* [SELESAIKAN BERIKUT INI]:
[a] Tentukan apakah setiap pernyataan berikut sesuai dengan teks tentang pendidikan, lalu jawab ya atau tidak disertai kutipan persis dari teks yang menjadi penentunya. (i) Proses pembauran atau integrasi dapat terselenggara di lembaga pendidikan. (ii) Undang-undang yang dirujuk adalah Undang-Undang Sisdiknas Nomor 20 Tahun 2003. (iii) Khaironi (2017) menyebut pendidikan sebagai upaya yang ditempuh oleh pemerintah untuk mengubah perilaku.
[b] Lanjutkan teks tentang pendidikan mulai dari akhir kalimat terakhirnya.

:: TEKS YANG DISEDIAKAN ::

Proses pembauran atau integrasi ini dapat terselenggara di lembaga pendidikan. Pendidikan merupakan usaha sadar manusia untuk mengubah pengetahuan, sikap, dan keterampilannya. Hal ini sesuai dengan pendapat Khaironi (2017) yang menyatakan bahwa pendidikan adalah upaya yang ditempuh oleh manusia untuk mengubah perilaku sehingga menjadi peribadi yang lebih baik serta mampu mengembangkan pengetahuan yang dimiliki. Seturut dengan itu, dalam Undang-Undang Sisdiknas Nomor 20 Tahun 2003, dijelaskan bahwa Pendidikan adalah usaha sadar dan terencana untuk mewujudkan suasana belajar dan proses pembelajaran agar peserta didik secara aktif mengembangkan potensi dirinya untuk memiliki kekuatan spiritual keagamaan, pengendalian diri, kepribadian, kecerdasan, akhlak mulia, serta keterampilan yang diperlukan dirinya, masyarakat, bangsa dan Negara.

:::
:: KUTIPAN DATA ::

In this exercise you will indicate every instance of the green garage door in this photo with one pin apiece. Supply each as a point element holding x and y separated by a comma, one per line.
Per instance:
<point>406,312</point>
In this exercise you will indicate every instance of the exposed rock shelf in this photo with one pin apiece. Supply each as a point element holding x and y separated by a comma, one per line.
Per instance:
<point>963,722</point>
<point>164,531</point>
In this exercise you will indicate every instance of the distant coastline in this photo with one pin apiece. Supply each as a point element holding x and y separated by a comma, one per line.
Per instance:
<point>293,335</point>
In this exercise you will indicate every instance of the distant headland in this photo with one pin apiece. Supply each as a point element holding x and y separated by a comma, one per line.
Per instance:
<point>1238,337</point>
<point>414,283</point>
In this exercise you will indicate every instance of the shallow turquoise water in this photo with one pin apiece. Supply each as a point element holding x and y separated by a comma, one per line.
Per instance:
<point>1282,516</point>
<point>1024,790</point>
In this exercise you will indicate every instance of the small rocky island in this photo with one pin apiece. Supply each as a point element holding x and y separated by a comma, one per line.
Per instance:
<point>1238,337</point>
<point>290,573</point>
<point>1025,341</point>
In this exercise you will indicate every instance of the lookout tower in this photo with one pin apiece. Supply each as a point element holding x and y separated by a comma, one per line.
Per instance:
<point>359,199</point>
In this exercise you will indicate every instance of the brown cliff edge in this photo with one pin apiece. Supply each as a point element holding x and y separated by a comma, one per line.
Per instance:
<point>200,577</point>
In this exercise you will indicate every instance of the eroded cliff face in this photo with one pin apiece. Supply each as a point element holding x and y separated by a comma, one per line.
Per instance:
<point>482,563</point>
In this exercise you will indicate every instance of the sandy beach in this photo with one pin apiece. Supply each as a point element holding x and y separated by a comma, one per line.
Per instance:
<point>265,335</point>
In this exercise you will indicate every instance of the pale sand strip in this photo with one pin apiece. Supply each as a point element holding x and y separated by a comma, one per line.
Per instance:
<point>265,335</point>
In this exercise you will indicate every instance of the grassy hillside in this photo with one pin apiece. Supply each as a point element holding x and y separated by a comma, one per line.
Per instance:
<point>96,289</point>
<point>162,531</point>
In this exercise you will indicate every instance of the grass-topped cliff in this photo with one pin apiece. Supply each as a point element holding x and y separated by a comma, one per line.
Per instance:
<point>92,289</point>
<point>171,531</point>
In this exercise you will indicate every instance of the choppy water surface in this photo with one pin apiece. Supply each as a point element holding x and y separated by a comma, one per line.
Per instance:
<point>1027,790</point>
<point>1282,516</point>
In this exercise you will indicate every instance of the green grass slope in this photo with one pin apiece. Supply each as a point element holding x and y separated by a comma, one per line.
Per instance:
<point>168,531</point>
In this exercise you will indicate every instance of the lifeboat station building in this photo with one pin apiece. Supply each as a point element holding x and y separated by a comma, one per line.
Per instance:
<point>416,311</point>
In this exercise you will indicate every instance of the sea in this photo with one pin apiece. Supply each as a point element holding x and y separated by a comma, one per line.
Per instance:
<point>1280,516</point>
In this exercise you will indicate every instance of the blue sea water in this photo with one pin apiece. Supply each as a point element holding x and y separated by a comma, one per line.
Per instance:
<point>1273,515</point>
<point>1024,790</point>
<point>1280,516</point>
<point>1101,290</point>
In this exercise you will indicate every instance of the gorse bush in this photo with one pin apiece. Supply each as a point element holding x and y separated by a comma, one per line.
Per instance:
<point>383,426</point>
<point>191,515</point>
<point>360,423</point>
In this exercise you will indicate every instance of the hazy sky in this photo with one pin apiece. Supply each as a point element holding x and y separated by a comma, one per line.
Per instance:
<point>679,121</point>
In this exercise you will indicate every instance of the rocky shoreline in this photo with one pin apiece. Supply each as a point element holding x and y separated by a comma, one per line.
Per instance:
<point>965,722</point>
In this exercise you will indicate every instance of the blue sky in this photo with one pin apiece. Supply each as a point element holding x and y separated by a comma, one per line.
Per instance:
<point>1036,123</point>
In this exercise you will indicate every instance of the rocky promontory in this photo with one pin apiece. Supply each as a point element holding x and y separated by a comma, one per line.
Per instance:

:::

* [JAWABAN SETIAP TUGAS]:
[a]
(i) Ya: "Proses pembauran atau integrasi ini dapat terselenggara di lembaga pendidikan."
(ii) Ya: "dalam Undang-Undang Sisdiknas Nomor 20 Tahun 2003"
(iii) Tidak: "pendidikan adalah upaya yang ditempuh oleh manusia untuk mengubah perilaku"

[b]
Pada dasarnya, lembaga pendidikan hadir untuk menciptakan pribadi yang pintar dan terampil juga bermoral baik. Masalah nilai-nilai moral ini oleh Ghani, Akil, & Nordin (2014) mengemukakan bahwa telah terjadi krisis moral dan etika yang melahirkan berbagai persoalan dan kerusakan di tengah masyarakat zaman ini.

Lembaga pendidikan yang dipercayakan sebagai penyemaian bibit karakter dan moral dalam diri generasi muda masa depan harus bisa menjadi ujung tombak. Hal ini sejalan dengan Suyitno (2012) yang menggarisbawahi bahwa dunia pendidikan harus mampu berperan aktif menyiapkan sumberdaya manusia terdidik yang mampu menghadapi berbagai tantangan kehidupan, baik lokal, regional, nasional maupun internasional. Ia tidak cukup hanya menguasai teori-teori, tetapi juga mau dan mampu menerapkannya dalam kehidupan sosial. Ia tidak hanya mampu menerapkan ilmu yang diperoleh di bangku sekolah/kuliah, tetapi juga mampu memecahkan berbagai persoalan yang dihadapi dalam kehidupan sehari-hari.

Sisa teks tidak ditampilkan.